(WORK INSTRUCTION): An exact, complete copy of the entries that follow is needed.

(DATA FOR THIS TASK):
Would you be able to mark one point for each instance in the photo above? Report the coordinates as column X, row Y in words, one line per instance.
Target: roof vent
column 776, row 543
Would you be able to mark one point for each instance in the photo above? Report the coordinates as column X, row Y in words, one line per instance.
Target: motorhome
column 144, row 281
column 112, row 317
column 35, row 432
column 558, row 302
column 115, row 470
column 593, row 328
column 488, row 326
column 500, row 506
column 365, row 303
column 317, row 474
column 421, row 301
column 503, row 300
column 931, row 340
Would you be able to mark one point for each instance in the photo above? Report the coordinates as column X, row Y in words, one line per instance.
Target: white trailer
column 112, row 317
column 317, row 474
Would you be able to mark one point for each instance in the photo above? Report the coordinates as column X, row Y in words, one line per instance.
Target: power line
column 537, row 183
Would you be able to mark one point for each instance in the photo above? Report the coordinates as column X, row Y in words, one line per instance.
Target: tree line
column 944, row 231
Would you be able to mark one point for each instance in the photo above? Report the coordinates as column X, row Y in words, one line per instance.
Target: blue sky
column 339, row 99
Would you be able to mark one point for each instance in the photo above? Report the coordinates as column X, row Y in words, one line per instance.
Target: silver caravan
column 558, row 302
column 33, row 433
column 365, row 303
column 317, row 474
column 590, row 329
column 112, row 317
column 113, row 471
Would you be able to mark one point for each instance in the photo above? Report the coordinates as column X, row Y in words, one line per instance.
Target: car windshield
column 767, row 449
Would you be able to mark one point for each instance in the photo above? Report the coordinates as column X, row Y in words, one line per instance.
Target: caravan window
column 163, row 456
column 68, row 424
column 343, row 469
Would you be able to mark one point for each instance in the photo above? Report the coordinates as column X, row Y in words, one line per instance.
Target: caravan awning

(RESPONSE TO THIS EXERCISE):
Would you be able to mark one point for each instance in the photo above? Report the coordinates as column X, row Y in words, one line per instance.
Target: roof vent
column 776, row 543
Would you be able to mark one point for each instance in the photo above? Report the coordinates as column X, row Y in words, one line per instance.
Target: motorhome
column 144, row 281
column 112, row 317
column 35, row 432
column 558, row 302
column 115, row 470
column 593, row 328
column 488, row 326
column 500, row 506
column 365, row 303
column 317, row 474
column 421, row 301
column 503, row 300
column 931, row 340
Would you be able to mark one point for each instance in the photo above? Report the coordinates as column X, row Y in words, one line per instance.
Target: white trailer
column 112, row 317
column 317, row 474
Would you be able to mark one point for each instance in the photo above? Report the coordinates as column X, row Y in words, one line per instance.
Target: power line
column 537, row 183
Would you be able to mark one point for each instance in the photo above? Report the coordinates as column X, row Y in words, one line per instance.
Target: tree line
column 944, row 231
Would you be able to mark one point for each instance in the photo above? Report the coordinates as column X, row Y in words, one line per instance.
Target: blue sky
column 339, row 99
Would you be able to mark one point for each instance in the photo above? Report the coordinates as column X, row Y in words, one line per instance.
Target: silver caravan
column 558, row 302
column 33, row 433
column 365, row 303
column 317, row 474
column 590, row 329
column 112, row 317
column 113, row 471
Would you be able to mark one point for each instance in the photo above? Report the coordinates as column X, row Y in words, one line per instance.
Target: car windshield
column 767, row 449
Would you be able to mark one point for each instance in the photo above? Report the coordinates as column X, row Y in words, one line per instance.
Target: caravan window
column 163, row 456
column 68, row 424
column 343, row 469
Would you be able to mark one point for each instance in the photo above? Report the coordinates as column X, row Y in words, one line per instance.
Target: caravan awning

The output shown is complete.